TASK TO COMPLETE :: Repeat each record below exactly as it is written.
- - - -
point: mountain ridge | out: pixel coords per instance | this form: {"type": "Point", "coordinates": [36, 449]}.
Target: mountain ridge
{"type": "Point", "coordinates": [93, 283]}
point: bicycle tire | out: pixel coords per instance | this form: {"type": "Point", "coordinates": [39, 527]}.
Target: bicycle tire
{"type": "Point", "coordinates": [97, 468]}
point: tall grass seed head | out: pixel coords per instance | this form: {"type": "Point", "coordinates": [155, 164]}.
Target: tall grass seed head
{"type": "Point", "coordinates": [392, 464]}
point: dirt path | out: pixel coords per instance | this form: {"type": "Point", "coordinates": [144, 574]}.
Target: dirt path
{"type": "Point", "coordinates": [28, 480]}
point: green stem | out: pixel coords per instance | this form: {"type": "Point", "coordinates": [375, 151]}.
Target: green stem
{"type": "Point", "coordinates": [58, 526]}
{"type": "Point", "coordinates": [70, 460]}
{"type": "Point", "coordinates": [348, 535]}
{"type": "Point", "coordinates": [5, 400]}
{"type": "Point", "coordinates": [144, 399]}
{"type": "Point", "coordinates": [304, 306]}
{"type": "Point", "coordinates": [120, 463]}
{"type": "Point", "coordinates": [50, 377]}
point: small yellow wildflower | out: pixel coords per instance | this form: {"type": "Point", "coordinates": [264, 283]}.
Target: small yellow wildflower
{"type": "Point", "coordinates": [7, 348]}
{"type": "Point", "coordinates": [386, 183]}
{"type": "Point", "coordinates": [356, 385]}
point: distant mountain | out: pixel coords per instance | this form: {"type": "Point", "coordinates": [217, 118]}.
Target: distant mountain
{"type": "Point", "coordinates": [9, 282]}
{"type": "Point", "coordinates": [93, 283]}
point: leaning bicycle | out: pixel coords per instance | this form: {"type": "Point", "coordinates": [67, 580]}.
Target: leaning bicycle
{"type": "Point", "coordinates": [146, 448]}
- - - -
EXPECTED ANSWER ::
point: mountain ridge | out: pixel coords per instance | this form: {"type": "Point", "coordinates": [36, 449]}.
Target: mountain ridge
{"type": "Point", "coordinates": [93, 283]}
point: bicycle tire | out: pixel coords per instance | this form: {"type": "Point", "coordinates": [39, 527]}.
Target: bicycle tire
{"type": "Point", "coordinates": [97, 468]}
point: tall grass seed head | out: pixel coords per instance | this form: {"type": "Point", "coordinates": [155, 164]}.
Target: tall grass seed head
{"type": "Point", "coordinates": [392, 464]}
point: dirt path | out: pixel coords per instance | this form: {"type": "Point", "coordinates": [144, 574]}.
Target: dirt path
{"type": "Point", "coordinates": [28, 480]}
point: green stem | out: pixel coords per instance | this form: {"type": "Point", "coordinates": [375, 151]}.
Target: green stem
{"type": "Point", "coordinates": [58, 526]}
{"type": "Point", "coordinates": [70, 460]}
{"type": "Point", "coordinates": [348, 535]}
{"type": "Point", "coordinates": [5, 400]}
{"type": "Point", "coordinates": [144, 399]}
{"type": "Point", "coordinates": [304, 306]}
{"type": "Point", "coordinates": [120, 463]}
{"type": "Point", "coordinates": [50, 377]}
point: small yellow wildflower | out: pixel coords per instance | this form: {"type": "Point", "coordinates": [264, 283]}.
Target: small yellow wildflower
{"type": "Point", "coordinates": [7, 348]}
{"type": "Point", "coordinates": [386, 183]}
{"type": "Point", "coordinates": [356, 385]}
point: distant mountain | out: pixel coords per instance | this form: {"type": "Point", "coordinates": [217, 118]}.
Target: distant mountain
{"type": "Point", "coordinates": [9, 282]}
{"type": "Point", "coordinates": [93, 283]}
point: leaning bicycle | out: pixel coords per instance | this form: {"type": "Point", "coordinates": [67, 580]}.
Target: leaning bicycle
{"type": "Point", "coordinates": [146, 448]}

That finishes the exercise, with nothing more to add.